Written tasks –
#1 Find every line in the listing that contains the word "tree", and copy each of those lines.
#2 Carry on the forum thread about a puppy whose stomach can't handle richer dog food, starting right after its last line.

** START Extracted text **

# Good food too rich?



## SweetSalem (Oct 22, 2010)

The breeder had Salem on Purina One Large Breed Puppy food. Well I know that isn't the "best" food...so I have gradually tried to introduce other brands such as Blue Buffalo,Nature's Recipe, etc. Her poor system just can't take the "better foods". She is horrible diaherra for weeks on it. Vet told me to switch her back to Purina One Large breed Puppy food (Chicken variety). I did and within two days...her stools are "normal" again. 

Has anyone heard of a puppy not being able to digest "good" food? If so what did they do?


----------



## Emoore (Oct 9, 2002)

How slowly are you switching? 

Most people's definition of switching slowly is taking a week or two, but it can take a month.


----------



## LaRen616 (Mar 4, 2010)

Sometimes Blue Buffalo is too rich for their system.

My cousin had to take her Rott off of Blue Buffalo because it gave him alot of bad gas.


----------



## Denali Girl (Nov 20, 2010)

There are people on here that have had that same problem I think? The bottom line is you just need to feed the food that works best for your dog weather it has grains or not. 

My problem was trying to find a food that the dog would actually eat, her poops are fine though with the "richer" foods so far.


----------



## SweetSalem (Oct 22, 2010)

I switch over a two week time period.... She was on Blue Buffalo for two months...and still wasn't good. I have also tried "grain free" Chicken and Sweet Potato and Pumpkin...that stuff was horrible...she couldn't even control her bowls hardly even when switching 85% old food and 15% new "grain free".


----------



## GSDElsa (Jul 22, 2009)

** END Extracted text **
** START Given records **

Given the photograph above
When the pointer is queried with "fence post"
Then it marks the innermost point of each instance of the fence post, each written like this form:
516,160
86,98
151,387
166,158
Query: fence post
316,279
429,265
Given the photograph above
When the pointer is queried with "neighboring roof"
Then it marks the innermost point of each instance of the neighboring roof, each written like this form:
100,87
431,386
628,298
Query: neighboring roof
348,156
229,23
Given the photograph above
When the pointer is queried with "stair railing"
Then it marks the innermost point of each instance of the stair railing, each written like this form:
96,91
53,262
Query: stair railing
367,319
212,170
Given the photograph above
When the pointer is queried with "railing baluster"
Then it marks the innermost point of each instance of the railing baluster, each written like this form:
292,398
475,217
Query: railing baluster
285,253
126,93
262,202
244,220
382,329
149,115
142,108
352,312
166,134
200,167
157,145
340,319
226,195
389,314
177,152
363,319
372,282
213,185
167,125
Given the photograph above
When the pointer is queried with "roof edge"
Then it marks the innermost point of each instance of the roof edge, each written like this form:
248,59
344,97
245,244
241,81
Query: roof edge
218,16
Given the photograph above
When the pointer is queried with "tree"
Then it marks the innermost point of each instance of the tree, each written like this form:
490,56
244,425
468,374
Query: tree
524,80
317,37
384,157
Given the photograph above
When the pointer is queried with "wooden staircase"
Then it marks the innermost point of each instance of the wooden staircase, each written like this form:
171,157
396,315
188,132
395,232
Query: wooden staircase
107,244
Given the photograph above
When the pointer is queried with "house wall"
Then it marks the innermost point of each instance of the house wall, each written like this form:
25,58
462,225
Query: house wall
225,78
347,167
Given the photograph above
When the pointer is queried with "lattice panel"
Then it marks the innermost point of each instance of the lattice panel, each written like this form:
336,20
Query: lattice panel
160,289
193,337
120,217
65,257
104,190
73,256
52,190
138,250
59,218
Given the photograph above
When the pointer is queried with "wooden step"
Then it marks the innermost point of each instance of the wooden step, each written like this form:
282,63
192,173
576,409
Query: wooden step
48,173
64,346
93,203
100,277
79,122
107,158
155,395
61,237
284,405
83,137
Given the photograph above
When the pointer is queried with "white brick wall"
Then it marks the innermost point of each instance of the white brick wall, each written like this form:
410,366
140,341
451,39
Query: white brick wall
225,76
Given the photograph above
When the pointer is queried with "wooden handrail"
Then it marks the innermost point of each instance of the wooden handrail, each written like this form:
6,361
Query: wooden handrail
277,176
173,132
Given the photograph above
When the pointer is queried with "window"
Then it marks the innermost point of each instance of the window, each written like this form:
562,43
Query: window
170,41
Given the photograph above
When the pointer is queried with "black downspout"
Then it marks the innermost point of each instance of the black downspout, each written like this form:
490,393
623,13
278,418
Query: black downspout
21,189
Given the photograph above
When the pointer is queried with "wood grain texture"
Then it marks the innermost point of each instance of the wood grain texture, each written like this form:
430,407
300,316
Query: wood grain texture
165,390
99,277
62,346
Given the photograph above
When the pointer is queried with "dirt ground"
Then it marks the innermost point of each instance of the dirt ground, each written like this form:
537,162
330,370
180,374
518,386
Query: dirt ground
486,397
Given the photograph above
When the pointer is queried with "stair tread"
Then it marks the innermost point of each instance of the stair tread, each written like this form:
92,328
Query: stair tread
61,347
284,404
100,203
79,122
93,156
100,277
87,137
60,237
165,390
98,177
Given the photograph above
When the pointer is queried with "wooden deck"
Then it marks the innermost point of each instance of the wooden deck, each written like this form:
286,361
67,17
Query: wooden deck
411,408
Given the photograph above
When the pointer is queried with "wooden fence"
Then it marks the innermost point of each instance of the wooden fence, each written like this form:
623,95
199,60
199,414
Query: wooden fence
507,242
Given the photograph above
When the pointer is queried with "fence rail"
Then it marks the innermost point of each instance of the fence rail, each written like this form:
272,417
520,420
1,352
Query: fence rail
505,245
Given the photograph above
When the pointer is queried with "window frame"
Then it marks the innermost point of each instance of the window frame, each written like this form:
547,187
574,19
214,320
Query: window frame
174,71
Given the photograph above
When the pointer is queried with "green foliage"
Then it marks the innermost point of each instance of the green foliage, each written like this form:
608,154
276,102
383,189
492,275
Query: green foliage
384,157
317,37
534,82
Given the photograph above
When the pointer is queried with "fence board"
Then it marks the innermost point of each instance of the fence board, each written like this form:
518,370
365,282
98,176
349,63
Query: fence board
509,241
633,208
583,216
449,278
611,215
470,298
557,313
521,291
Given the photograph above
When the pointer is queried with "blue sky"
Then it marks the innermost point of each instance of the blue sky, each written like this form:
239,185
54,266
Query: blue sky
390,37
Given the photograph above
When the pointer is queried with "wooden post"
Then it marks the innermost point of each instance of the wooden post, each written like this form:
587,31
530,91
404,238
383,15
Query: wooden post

** END Given records **

Answers for this exercise –
#1
When the pointer is queried with "tree"
Then it marks the innermost point of each instance of the tree, each written like this form:
Query: tree

#2
How long have you been introducing the food? Go even slower if you have to. Also, have you tried to introduce pumpkin into the food to help firm up her stools? You can also try a mixture of water/slippery elm/pumpkin about an hour before you feed her to calm her stomach a bit.

It could just be you haven't found the right food to switch her to. Speaking from someone with a GSD of the weak stomach variety--finding a food can be a pain in the BUTT! But once you find a GOOD QUALITY food that works you'll never go back.

One food that I ALWAYS recommend these days is Natural Balance. It's certainly not the shining star of grain free foods, but it has worked amazingly well for me with dogs with weak tummies. It's a limited ingredient food--and I personally think the best on the market. They do a LID like no one else. If you get her on one of the NB foods then you can try switching over to something else that has similar ingredients down the road.

Purina is a really poor quality food...I always feel like the lower the quality, the harder it can be to switch to a better quality because their systems almost get shocked with the better food. So it can take twice as long to get them on a new food with consistent results.


----------



## GSDElsa (Jul 22, 2009)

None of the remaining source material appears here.